>>

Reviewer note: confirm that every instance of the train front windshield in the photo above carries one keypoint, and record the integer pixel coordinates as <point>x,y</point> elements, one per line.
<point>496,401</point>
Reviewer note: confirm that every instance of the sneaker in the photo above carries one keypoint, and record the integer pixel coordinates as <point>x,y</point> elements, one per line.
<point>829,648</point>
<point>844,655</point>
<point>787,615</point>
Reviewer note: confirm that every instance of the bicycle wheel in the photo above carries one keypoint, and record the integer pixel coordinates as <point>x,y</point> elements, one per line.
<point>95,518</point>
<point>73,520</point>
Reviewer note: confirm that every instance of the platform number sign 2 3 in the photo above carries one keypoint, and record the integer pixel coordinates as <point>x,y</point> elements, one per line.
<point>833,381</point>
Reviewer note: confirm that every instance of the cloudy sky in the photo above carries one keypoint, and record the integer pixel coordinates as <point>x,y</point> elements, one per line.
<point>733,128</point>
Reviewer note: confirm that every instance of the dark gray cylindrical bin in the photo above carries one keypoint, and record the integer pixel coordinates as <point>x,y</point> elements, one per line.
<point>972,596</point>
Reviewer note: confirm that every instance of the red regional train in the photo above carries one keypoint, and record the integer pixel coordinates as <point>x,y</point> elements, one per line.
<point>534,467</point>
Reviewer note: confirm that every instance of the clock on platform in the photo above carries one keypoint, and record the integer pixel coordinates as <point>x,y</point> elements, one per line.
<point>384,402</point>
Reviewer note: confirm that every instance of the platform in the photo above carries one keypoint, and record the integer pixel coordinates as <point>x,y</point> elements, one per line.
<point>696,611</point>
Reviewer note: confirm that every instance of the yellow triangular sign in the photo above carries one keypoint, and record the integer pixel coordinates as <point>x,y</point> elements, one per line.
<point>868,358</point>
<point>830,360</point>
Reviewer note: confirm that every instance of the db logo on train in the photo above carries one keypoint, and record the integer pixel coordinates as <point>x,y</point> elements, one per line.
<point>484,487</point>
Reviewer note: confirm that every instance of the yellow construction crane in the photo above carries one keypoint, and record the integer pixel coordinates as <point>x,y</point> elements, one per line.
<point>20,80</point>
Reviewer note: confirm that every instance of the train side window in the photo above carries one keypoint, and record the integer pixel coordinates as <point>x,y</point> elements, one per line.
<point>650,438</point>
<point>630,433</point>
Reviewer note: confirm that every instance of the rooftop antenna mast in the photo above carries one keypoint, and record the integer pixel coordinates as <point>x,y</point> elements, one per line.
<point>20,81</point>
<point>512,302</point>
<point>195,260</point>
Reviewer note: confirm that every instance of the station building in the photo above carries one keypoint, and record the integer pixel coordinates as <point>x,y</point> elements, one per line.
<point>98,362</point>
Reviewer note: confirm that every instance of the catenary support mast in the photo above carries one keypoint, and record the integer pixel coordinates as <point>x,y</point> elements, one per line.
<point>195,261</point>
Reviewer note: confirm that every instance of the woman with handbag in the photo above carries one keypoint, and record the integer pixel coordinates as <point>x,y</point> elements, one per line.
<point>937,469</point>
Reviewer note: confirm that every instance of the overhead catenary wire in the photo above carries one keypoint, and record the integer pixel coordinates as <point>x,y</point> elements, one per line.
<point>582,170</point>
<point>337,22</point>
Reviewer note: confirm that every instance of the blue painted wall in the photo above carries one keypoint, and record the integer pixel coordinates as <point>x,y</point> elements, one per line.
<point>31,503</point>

<<

Reproduce all of the data above word for word, line by line, in the same order.

Reviewer note: confirm that every instance of the train front windshield in the photo above carries one keypoint, and record the integer pixel coordinates as <point>x,y</point> elements, one per line.
<point>496,401</point>
Reviewer note: confirm that every instance of the sneaker in the photo above carries one keypoint, and record the integer pixel coordinates as <point>x,y</point> elements, one per line.
<point>829,648</point>
<point>844,655</point>
<point>787,615</point>
Reviewer note: confirm that every instance of the bicycle wheel in the photo above carries one keypoint, and record the integer pixel coordinates as <point>x,y</point> elements, one per line.
<point>95,518</point>
<point>73,520</point>
Reviewer note: confirm that every instance of the platform number sign 2 3 in the photo above carries one keypoint, and record the integer pixel coordinates as <point>x,y</point> elements, one per line.
<point>833,381</point>
Reviewer note: confirm that every instance of the cloudy sky in the photo above carries one keypoint, and record the integer pixel coordinates as <point>x,y</point> elements, one per line.
<point>733,128</point>
Reviewer note: confirm that every instance of the dark gray cylindrical bin in the photo above carries one keypoint, and record the integer pixel coordinates as <point>x,y</point> elements, one per line.
<point>972,596</point>
Reviewer note: confirm that every instance of the red regional train in the photo above carries one keypoint, and record the integer pixel coordinates as <point>x,y</point> elements, one per line.
<point>534,467</point>
Reviewer note: confirm that every instance of the clock on platform in the photo above carries one keypoint, and record the integer pixel coordinates as <point>x,y</point> elements, one per line.
<point>384,402</point>
Reviewer note: confirm that every instance of the platform in the photo above carries one keypoint, and record the integer pixel coordinates as <point>x,y</point> elements, one per line.
<point>696,611</point>
Reviewer note: confirm that every instance of the yellow triangular sign in the photo above carries one keypoint, and record the integer pixel coordinates as <point>x,y</point> elements, one per line.
<point>868,358</point>
<point>830,360</point>
Reviewer note: confirm that every instance of the db logo on train in the photo above carries one keypoint, and record the integer pixel coordinates as <point>x,y</point> elements, one per line.
<point>484,487</point>
Reviewer note: confirm that every instance of the yellow construction crane in the photo above carries one keypoint, and record the integer pixel coordinates as <point>x,y</point> elements, one per line.
<point>20,80</point>
Reviewer note: confirm that every instance of the train side window in the photo above carries one keypoint, and record the integer pixel coordinates as <point>x,y</point> elements, one per line.
<point>650,438</point>
<point>630,433</point>
Reviewer note: confirm that every instance of the rooftop antenna mast in the photo above carries one keypoint, and record the integer pixel coordinates as <point>x,y</point> elements, one per line.
<point>20,81</point>
<point>512,302</point>
<point>195,260</point>
Reviewer note: confirm that every instance of the station building in the photo above carries one keypoint, and record the integer pixel coordinates as <point>x,y</point> elements, one per line.
<point>98,362</point>
Reviewer note: confirm that every instance of the catenary support mast in the photo above carries one keypoint, and record the integer pixel coordinates as <point>x,y</point> elements, one per line.
<point>195,261</point>
Reviewer note: confirm that every instance of the woman with handbag in the photo above carries one keypoint, and record the integer pixel coordinates as <point>x,y</point> elements, one per line.
<point>937,469</point>
Reviewer note: confirm that every instance of the overhead catenary wire in the photo above carries one keypoint, and record the integer pixel coordinates as <point>x,y</point> elements, one per line.
<point>582,170</point>
<point>337,22</point>
Reviewer note: confirm that every instance of the blue painted wall in the photo above carries one keypoint, and record the integer pixel coordinates as <point>x,y</point> elements, one per line.
<point>31,503</point>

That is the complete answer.